* _Data shown_:
--------------------------------

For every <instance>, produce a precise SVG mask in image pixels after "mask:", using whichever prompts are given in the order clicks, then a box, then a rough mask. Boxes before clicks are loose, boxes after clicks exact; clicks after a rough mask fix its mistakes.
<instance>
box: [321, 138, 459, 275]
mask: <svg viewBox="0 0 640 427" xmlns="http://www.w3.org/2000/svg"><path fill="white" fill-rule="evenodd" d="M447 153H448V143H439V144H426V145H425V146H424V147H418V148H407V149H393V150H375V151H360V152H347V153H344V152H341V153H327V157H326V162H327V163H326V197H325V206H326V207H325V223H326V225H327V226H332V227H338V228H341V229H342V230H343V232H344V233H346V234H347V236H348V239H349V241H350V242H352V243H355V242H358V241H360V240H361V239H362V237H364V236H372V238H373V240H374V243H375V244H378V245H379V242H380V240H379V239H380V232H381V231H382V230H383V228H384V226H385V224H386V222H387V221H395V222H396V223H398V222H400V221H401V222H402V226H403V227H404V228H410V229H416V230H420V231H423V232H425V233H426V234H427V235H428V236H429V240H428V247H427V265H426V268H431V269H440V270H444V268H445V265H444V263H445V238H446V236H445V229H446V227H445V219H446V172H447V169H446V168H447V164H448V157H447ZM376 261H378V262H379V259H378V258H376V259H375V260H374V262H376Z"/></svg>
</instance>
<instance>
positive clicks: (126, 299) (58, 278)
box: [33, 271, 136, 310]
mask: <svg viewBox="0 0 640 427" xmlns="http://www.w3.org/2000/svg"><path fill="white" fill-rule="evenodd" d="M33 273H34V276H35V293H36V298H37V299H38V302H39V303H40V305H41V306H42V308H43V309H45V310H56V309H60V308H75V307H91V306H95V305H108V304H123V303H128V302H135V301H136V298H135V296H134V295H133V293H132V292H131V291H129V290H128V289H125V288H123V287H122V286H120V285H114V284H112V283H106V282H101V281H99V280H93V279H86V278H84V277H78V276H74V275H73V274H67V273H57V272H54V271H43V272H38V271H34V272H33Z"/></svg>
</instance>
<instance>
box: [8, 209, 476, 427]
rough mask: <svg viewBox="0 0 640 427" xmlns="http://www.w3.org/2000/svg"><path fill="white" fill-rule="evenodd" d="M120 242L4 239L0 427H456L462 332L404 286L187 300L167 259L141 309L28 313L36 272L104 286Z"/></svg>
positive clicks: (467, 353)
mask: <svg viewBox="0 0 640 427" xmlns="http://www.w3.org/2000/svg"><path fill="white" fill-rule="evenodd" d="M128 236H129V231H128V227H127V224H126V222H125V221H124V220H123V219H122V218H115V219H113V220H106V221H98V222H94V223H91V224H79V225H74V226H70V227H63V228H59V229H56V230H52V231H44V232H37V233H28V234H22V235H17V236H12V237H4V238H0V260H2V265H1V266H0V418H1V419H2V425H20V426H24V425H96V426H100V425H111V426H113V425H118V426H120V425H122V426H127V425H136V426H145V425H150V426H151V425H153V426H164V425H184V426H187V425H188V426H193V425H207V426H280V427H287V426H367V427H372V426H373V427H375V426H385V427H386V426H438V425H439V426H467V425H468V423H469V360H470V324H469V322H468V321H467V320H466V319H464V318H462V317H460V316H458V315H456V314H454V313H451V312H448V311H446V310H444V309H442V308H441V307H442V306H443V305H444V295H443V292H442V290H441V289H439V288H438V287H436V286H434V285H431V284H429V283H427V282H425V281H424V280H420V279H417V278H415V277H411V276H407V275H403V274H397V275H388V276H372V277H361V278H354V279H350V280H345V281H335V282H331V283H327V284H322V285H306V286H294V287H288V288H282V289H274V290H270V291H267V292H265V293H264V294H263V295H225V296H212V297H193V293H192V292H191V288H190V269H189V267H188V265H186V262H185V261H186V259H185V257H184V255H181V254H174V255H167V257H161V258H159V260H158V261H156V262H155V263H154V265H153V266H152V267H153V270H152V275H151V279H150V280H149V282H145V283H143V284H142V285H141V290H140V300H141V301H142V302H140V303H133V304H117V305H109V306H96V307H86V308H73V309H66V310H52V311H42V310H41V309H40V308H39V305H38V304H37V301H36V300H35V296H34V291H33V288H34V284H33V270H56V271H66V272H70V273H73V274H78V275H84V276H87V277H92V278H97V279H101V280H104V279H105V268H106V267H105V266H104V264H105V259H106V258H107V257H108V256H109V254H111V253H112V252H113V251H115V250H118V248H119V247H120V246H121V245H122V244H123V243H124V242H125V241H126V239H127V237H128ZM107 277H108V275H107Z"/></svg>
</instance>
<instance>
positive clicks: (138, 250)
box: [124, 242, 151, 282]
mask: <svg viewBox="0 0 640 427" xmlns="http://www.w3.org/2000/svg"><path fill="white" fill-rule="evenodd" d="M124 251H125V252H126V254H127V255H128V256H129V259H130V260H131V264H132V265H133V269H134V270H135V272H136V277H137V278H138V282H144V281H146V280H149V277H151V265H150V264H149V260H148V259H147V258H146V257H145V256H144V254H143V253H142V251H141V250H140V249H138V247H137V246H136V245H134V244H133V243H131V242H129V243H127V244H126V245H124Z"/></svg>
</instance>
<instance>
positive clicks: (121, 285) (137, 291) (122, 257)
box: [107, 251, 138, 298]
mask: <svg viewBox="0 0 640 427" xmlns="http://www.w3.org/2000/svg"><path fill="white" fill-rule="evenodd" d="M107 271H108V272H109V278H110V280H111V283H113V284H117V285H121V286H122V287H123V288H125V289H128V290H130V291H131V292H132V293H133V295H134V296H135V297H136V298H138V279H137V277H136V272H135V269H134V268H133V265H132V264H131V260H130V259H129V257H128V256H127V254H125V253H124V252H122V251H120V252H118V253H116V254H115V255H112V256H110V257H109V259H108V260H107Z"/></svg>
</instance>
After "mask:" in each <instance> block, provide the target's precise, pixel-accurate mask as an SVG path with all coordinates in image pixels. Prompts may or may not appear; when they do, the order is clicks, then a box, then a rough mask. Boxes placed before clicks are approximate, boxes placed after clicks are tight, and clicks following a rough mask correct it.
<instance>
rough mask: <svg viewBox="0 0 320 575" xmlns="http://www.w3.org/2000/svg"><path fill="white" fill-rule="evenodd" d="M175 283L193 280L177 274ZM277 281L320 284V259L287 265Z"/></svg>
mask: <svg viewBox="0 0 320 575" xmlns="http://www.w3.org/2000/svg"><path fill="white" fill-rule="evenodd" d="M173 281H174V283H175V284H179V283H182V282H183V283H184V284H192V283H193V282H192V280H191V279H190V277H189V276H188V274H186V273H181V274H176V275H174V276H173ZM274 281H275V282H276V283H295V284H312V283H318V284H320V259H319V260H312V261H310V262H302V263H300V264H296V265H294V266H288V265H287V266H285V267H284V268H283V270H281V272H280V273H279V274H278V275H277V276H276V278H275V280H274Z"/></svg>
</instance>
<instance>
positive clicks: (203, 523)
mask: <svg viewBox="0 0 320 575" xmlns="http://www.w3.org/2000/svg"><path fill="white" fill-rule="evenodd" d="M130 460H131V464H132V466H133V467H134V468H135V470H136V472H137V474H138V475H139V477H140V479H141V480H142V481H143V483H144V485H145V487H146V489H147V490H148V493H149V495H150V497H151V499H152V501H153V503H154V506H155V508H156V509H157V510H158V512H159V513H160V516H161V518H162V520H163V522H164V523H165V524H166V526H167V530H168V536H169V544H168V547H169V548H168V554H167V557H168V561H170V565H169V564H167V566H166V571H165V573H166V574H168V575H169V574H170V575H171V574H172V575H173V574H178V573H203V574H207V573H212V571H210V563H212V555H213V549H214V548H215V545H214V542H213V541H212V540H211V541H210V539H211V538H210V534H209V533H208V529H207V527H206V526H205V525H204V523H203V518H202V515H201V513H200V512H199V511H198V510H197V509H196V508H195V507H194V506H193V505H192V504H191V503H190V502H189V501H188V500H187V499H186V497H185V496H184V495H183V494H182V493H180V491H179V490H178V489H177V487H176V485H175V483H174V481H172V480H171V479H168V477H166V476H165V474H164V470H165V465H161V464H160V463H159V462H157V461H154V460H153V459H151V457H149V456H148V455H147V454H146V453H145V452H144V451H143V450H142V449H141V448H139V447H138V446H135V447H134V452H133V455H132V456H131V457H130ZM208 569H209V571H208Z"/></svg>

--------------------------------

* _What you will do_: Count the lines in the listing above that contain the string "boxes", matching case exactly. Give only the number.

* _Written reply_: 2